### AUSZUG
----

Das optische Panorama von „Trauma“ ist gewaltig, wunderschön, voller Stunts, Action und San Francisco-Lebensfreude. Die Charaktere sind fast alle deprimiert, schwermütig und überladen mit persönlichen Problemen. Irgendwie passt hier was nicht zusammen. Diese paradoxe Konstellation ist es auch, die „Trauma“ um den inhaltlichen Erfolg bringt, den man einer neuen Serie über Rettungssanitäter nach „Third Watch“ und „Notruf California“ wirklich gewünscht hätte. Wie kann das auch schief gehen? Mit Jeffrey Reiner und Peter Berg hat man zwei Macher an Bord, die mit „Friday Night Lights“ eine der besten Serien dieses Jahrzehnts abgeliefert haben. Mit San Francisco hat man eine gewaltige Kulisse, die man spektakulär in Szene setzt. Regisseur Reiner gelingt es umwerfend gut die hervorragend gewählten Locations einzufangen.

----

### DATENZEILEN
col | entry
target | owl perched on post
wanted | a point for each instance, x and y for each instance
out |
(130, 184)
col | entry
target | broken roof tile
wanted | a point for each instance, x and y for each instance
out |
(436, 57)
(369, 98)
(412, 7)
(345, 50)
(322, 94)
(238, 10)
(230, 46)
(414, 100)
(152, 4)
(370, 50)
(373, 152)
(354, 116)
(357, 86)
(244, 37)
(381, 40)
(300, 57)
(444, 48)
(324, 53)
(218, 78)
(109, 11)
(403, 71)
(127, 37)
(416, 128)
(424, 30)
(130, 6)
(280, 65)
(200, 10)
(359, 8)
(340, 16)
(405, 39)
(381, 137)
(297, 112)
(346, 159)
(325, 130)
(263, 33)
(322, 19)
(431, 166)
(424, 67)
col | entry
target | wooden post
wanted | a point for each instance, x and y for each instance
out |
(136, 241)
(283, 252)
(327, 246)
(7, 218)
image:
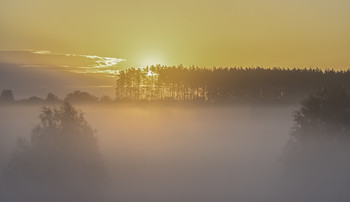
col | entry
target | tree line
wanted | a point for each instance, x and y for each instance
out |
(178, 83)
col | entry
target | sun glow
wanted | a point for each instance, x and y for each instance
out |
(152, 61)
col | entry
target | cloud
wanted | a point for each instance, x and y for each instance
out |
(76, 63)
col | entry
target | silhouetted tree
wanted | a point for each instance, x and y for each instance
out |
(51, 98)
(224, 84)
(80, 97)
(317, 155)
(323, 119)
(60, 162)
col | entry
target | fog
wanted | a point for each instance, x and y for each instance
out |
(184, 153)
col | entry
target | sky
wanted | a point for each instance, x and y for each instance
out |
(206, 33)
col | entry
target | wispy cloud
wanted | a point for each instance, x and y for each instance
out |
(76, 63)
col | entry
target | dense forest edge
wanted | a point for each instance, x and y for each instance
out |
(179, 84)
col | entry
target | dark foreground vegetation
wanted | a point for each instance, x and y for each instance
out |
(60, 161)
(316, 157)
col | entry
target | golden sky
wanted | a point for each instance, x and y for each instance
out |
(285, 33)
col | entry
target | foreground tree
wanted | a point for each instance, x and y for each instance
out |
(60, 162)
(317, 155)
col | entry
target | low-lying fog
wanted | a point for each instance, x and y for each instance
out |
(172, 154)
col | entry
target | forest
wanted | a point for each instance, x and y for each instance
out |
(219, 85)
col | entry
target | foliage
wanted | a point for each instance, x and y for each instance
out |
(223, 84)
(61, 159)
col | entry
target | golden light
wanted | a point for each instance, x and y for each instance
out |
(150, 73)
(152, 61)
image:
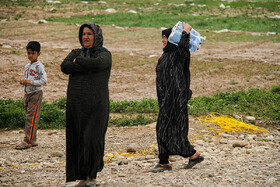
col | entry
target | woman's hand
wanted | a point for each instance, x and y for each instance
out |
(24, 81)
(187, 27)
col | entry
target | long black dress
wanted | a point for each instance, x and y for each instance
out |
(173, 91)
(87, 110)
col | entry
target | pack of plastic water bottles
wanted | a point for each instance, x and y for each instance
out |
(195, 37)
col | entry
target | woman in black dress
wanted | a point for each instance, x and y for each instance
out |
(87, 110)
(173, 91)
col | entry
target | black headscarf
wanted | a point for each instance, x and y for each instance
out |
(98, 39)
(169, 46)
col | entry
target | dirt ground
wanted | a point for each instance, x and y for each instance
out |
(216, 67)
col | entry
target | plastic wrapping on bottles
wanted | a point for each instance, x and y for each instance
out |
(195, 37)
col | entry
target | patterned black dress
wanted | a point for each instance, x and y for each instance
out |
(87, 110)
(173, 91)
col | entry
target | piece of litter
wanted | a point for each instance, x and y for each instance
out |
(6, 46)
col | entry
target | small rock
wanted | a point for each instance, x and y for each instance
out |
(6, 46)
(132, 11)
(57, 154)
(239, 144)
(131, 150)
(270, 181)
(152, 125)
(123, 162)
(250, 118)
(223, 141)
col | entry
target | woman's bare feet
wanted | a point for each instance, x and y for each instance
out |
(194, 159)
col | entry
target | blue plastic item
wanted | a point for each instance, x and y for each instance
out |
(195, 37)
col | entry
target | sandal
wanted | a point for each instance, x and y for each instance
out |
(23, 145)
(160, 168)
(193, 162)
(34, 143)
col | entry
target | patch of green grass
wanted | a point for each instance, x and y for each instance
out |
(159, 19)
(253, 102)
(146, 105)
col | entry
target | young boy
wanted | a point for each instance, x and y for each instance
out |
(34, 77)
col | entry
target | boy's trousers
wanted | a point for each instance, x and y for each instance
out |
(32, 106)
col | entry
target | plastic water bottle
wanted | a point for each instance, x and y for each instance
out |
(195, 37)
(176, 33)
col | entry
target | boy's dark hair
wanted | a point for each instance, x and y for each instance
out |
(34, 46)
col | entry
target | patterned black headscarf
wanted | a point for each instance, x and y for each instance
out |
(98, 39)
(169, 46)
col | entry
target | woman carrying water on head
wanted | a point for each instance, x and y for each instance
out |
(173, 91)
(87, 110)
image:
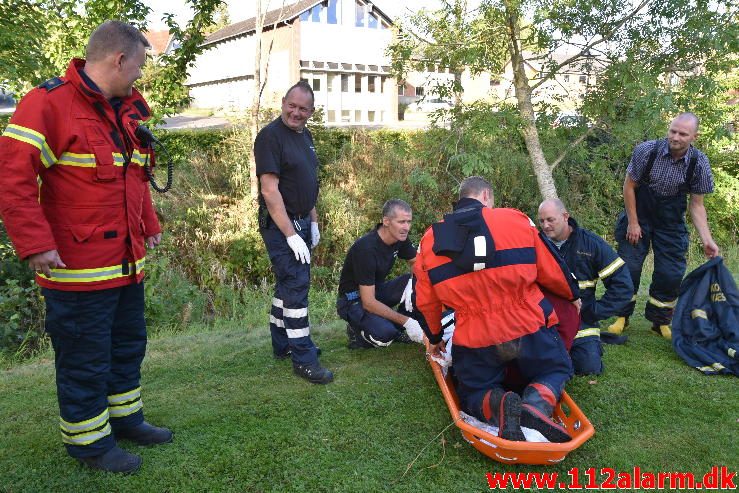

----

### AUFGABENSTELLUNG
Führen Sie die Besprechung der Serie „Trauma“ im Anschluss an ihren letzten Satz fort.

### ANTWORT
Die gesamte Sequenz auf einem Freeway-Abschnitt vor dem Hintergrund der Skyline begeistert optisch auf ganzer Linie. Wenn man selbst die Stadt an der Bucht schon einmal besucht hat, dann kennt man das zwiespältige Gefühl auf diesem Abschnitt der Autobahn in die Stadt zu fahren: einerseits ist die Aussicht gewaltig, andererseits hat man Furcht davor, was wohl passieren würde, wenn auf diesen verschlungenen und viel zu stark befahrenen Strecken etwas schief gehen würde. San Francisco ist ein reizvoller Handlungsort für eine neue Serie, zumal die Stadt in den letzten Jahren abgesehen von einigen kurzlebigen Versuchen („Journeyman“, „Women’s Murder Club“) nicht wirklich ausreichend genutzt wurde. Doch traumhafte Bilder und hervorragend choreographierte Action-Sequenzen können über die offensichtlichen Schwächen im Drehbuch leider nicht hinwegtäuschen.

Billy Lush, Anastasia Griffith NBC Universal, Inc.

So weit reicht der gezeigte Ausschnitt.